What is needed is an exact copy of every record.

....

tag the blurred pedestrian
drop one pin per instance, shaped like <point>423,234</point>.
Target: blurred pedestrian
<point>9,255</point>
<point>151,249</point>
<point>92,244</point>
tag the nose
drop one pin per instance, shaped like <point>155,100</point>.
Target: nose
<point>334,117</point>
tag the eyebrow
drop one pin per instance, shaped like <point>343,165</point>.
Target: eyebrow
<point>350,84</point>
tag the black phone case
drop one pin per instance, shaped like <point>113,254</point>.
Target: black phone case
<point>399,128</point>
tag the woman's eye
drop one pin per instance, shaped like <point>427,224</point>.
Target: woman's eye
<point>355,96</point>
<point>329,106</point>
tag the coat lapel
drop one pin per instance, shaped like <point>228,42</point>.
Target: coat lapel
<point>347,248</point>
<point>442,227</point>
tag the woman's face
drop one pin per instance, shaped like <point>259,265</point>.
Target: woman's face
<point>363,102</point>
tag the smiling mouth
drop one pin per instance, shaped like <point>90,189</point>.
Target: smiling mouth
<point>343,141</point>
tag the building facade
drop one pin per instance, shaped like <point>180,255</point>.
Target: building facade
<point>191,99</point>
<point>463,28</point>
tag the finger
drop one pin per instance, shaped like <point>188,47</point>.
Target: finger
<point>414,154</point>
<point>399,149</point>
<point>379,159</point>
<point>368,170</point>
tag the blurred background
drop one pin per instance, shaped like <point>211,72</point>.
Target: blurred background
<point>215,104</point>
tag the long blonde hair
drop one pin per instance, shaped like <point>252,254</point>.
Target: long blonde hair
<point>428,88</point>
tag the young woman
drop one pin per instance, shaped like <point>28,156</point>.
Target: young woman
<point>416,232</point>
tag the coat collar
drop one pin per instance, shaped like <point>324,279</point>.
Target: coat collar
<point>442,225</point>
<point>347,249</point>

....

• EXERCISE RESULT
tag the blurred pedestrian
drop one pin per instance, shaped like <point>423,234</point>.
Target: blurred pedestrian
<point>9,255</point>
<point>151,249</point>
<point>92,244</point>
tag the nose
drop one pin per instance, shaped like <point>155,100</point>.
Target: nose
<point>334,117</point>
tag the eyebrow
drop one pin per instance, shaped like <point>343,165</point>.
Target: eyebrow
<point>350,84</point>
tag the black phone case
drop one pin per instance, shaped like <point>113,254</point>.
Target: black phone case
<point>399,128</point>
tag the woman's eye
drop one pin per instance, shaped like <point>427,224</point>.
Target: woman's eye
<point>355,96</point>
<point>329,106</point>
tag the coat lapel
drop one pin per instance, shaped like <point>228,42</point>.
Target: coat lapel
<point>347,248</point>
<point>442,227</point>
tag the woman's face
drop one pin per instance, shaped like <point>259,265</point>.
Target: woman's face
<point>363,102</point>
tag the smiling mouth
drop one pin per instance, shaped like <point>90,189</point>.
Target: smiling mouth
<point>343,141</point>
tag the building facade
drop one pin per instance, shaped like <point>180,255</point>.
Target: building facade
<point>191,99</point>
<point>463,28</point>
tag the finger
drop one pin per instance, shaped like <point>188,47</point>.
Target: finger
<point>414,154</point>
<point>399,149</point>
<point>379,159</point>
<point>368,170</point>
tag the blurred background
drop one pin per instance, shaped like <point>211,72</point>.
Target: blurred background
<point>215,104</point>
tag the long blonde hair
drop one pin per instance, shaped like <point>252,254</point>.
Target: long blonde hair
<point>428,88</point>
tag the young woman
drop one pin per instance, shaped like <point>28,156</point>.
Target: young woman
<point>416,232</point>
tag the coat collar
drop one pin per instance, shaped like <point>324,279</point>.
Target: coat collar
<point>442,225</point>
<point>347,249</point>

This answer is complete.